Task requirements: Please copy the section on group association activation from "3.3.1. Group Association" up to and including "the group association.", and swap in "initiator" for "activator".

3.3. Facilities Defined at the Group Association Level
In this section, we will describe the facilities that apply to the group associations. This
section will then be followed by a section (3.4) describing the facilities that apply to the
multicast conversations of a group association.
3.3.1. Group Association Activation
The group association activation facility is used to establish a group association among
members of a group and to create the group association identifier.
The member that activates a group association is called the activator. The activator is a
member: not necessarily a registered member nor does it necessarily become a participant of
the group association.
If the rules defining restrictions on group associations (see section 4) allow alternatives for
some characteristics of the group association, those ones may be fixed by the activator at
activation time (staying within the bounds of the rules). If those characteristics are not set,
default values are taken into account.
In the case of peer-to-peer communications, a connection is considered as established if
the called party accepts the establishment. In the case of multipeer communications, several
registered members (the called parties) may accept the activation of the group association
while others may reject it. For the service provider to be able to decide if the activation is
successful or not, a condition needs to be verified. Such a condition, called the activation
condition, expresses constraints such as the minimum number or the mandatory acceptations
that must be performed in order that the group association be activated. The activation
condition is either specified by the activator or by default values (see section 4).

Data:
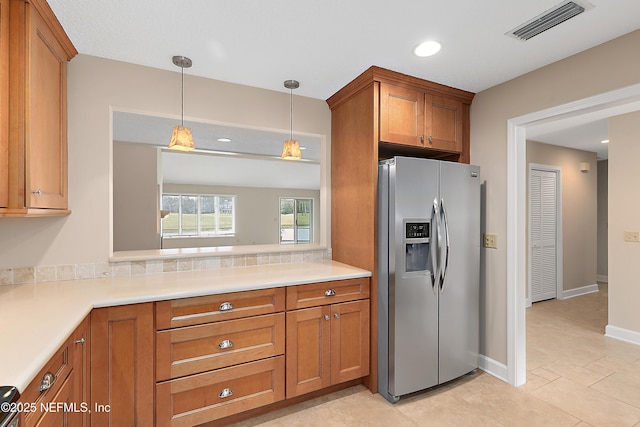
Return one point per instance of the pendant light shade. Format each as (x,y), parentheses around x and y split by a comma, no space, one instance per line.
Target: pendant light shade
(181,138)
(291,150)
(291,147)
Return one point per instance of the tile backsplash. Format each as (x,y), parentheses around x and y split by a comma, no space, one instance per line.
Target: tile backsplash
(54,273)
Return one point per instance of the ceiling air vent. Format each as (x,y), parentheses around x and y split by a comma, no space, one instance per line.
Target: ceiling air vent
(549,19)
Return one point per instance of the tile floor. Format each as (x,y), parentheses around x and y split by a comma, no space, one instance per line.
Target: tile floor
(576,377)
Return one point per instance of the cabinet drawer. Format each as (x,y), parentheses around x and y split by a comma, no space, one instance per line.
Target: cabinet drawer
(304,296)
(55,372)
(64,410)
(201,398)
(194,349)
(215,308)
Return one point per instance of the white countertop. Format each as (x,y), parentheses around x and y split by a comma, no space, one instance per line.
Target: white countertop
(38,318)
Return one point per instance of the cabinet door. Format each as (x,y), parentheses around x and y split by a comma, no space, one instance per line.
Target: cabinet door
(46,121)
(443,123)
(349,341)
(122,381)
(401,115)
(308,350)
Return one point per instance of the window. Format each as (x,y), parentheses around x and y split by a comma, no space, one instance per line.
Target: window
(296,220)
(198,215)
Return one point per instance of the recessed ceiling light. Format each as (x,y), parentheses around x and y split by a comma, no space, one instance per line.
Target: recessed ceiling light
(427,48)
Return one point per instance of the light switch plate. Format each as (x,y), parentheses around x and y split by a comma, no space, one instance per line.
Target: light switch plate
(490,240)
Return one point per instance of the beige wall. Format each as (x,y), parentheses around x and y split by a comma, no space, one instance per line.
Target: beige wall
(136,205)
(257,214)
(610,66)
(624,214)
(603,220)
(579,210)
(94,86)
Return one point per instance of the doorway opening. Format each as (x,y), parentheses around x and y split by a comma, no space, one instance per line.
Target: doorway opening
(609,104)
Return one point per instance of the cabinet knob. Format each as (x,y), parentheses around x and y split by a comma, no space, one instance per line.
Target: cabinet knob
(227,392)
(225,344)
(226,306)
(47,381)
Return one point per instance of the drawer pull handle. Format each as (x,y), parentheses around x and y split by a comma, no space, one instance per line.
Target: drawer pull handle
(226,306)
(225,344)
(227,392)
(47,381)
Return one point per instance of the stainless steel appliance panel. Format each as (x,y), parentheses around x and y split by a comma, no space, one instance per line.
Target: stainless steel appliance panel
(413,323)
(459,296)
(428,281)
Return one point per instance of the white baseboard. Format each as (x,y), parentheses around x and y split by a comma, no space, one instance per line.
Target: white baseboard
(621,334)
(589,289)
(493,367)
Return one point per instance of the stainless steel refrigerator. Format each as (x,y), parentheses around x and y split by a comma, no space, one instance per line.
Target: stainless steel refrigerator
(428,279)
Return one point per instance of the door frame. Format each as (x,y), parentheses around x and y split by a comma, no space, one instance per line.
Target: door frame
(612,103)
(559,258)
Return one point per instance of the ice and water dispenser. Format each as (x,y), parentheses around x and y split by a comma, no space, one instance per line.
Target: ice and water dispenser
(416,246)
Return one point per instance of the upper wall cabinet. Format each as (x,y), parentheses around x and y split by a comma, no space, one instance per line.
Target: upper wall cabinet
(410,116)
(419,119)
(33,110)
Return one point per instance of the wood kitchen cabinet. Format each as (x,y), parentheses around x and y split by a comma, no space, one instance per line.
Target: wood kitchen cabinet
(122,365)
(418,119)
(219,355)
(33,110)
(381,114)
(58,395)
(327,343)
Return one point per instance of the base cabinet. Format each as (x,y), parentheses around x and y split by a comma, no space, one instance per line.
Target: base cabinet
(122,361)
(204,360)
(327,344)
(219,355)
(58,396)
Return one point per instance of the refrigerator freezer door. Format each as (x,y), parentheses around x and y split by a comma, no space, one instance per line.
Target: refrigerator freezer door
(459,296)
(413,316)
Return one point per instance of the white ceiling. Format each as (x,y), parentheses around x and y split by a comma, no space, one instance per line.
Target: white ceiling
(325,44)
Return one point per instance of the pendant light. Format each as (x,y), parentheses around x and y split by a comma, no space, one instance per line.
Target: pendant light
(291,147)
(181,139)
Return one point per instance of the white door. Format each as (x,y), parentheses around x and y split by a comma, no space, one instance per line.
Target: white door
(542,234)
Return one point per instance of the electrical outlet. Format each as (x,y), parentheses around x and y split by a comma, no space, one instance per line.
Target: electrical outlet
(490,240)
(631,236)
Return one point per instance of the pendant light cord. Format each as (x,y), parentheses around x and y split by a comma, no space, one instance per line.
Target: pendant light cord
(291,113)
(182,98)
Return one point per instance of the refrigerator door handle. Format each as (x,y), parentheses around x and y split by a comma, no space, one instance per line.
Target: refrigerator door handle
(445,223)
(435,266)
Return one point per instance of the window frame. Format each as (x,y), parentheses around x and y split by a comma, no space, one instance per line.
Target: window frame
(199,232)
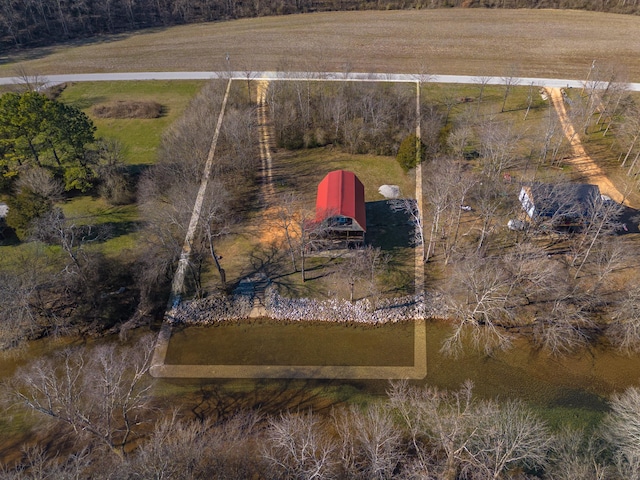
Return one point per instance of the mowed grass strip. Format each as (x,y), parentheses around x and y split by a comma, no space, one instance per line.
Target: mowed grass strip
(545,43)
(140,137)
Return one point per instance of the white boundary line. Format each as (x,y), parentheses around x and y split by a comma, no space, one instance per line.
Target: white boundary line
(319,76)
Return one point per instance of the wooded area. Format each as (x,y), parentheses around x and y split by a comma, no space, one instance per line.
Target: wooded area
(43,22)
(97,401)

Solution for this exercise:
3.3.1. Group Association Activation
The group association activation facility is used to establish a group association among
members of a group and to create the group association identifier.
The member that activates a group association is called the initiator. The initiator is a
member: not necessarily a registered member nor does it necessarily become a participant of
the group association.